What the task asks: Lay out the lines below as a Markdown table with columns Row and Line, running from the line with "Task: pin the dirt pile" to the line with "point(344, 141)", both included and blank lines left out.

Records for identifying positions:
★ ★ ★ ★

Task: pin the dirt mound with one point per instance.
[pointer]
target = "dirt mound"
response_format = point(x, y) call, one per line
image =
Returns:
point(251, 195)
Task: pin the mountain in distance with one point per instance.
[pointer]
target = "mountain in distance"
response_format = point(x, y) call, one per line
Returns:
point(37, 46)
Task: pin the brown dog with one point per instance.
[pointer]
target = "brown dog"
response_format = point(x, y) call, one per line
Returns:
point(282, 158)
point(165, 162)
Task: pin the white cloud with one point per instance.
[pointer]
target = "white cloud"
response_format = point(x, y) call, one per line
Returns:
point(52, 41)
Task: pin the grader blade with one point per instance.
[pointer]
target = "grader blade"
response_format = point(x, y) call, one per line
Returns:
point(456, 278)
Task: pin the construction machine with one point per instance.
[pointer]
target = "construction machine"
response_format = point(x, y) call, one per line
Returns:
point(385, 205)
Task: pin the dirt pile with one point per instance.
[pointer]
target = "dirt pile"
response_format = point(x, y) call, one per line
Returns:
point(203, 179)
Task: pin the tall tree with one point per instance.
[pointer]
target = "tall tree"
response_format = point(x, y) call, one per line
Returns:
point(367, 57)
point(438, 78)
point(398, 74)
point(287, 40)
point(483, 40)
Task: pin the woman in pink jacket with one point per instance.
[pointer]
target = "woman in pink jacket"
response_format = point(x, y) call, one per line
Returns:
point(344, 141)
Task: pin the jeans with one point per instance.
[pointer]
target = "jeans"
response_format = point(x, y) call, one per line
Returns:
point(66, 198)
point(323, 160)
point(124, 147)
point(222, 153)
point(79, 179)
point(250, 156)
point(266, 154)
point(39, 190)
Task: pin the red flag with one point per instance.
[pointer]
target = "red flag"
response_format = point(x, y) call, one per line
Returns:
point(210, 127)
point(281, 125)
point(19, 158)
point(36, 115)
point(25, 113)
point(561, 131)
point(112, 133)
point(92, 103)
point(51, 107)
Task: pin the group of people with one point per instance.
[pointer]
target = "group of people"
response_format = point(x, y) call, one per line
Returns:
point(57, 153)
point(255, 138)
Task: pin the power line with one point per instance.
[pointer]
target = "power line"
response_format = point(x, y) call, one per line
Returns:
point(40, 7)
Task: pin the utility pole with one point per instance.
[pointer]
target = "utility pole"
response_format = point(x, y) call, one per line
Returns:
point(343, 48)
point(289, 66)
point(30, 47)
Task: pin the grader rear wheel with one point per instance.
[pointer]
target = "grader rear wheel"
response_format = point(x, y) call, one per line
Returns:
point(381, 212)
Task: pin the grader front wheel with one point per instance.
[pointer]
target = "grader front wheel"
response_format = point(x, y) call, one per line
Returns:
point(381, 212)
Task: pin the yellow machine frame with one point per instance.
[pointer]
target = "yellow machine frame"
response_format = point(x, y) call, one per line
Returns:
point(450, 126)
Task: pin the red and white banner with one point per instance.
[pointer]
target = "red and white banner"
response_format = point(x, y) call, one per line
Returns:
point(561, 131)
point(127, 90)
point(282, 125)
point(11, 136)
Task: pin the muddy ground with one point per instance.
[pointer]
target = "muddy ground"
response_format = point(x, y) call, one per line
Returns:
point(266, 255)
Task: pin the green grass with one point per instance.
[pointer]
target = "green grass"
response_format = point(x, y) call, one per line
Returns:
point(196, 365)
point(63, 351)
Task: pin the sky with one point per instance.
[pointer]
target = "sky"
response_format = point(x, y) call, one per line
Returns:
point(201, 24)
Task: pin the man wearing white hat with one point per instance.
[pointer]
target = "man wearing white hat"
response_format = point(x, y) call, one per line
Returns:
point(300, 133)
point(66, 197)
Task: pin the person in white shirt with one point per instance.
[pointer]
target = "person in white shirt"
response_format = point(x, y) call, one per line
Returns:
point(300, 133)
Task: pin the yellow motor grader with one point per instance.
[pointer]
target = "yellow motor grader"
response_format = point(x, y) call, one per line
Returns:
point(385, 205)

★ ★ ★ ★

The completed task:
| Row | Line |
|---|---|
| 1 | Task: pin the dirt pile with one point per instance. |
| 2 | [pointer] |
| 3 | target = "dirt pile" |
| 4 | response_format = point(x, y) call, one per line |
| 5 | Returns: |
| 6 | point(203, 179) |
| 7 | Task: pin the tall tree with one point per instance. |
| 8 | [pointer] |
| 9 | target = "tall tree" |
| 10 | response_format = point(x, y) call, one per line |
| 11 | Returns: |
| 12 | point(367, 57) |
| 13 | point(438, 78) |
| 14 | point(398, 74) |
| 15 | point(287, 40) |
| 16 | point(483, 40) |
| 17 | Task: pin the woman in pink jacket with one point per instance. |
| 18 | [pointer] |
| 19 | target = "woman in pink jacket" |
| 20 | response_format = point(x, y) call, one per line |
| 21 | Returns: |
| 22 | point(344, 141) |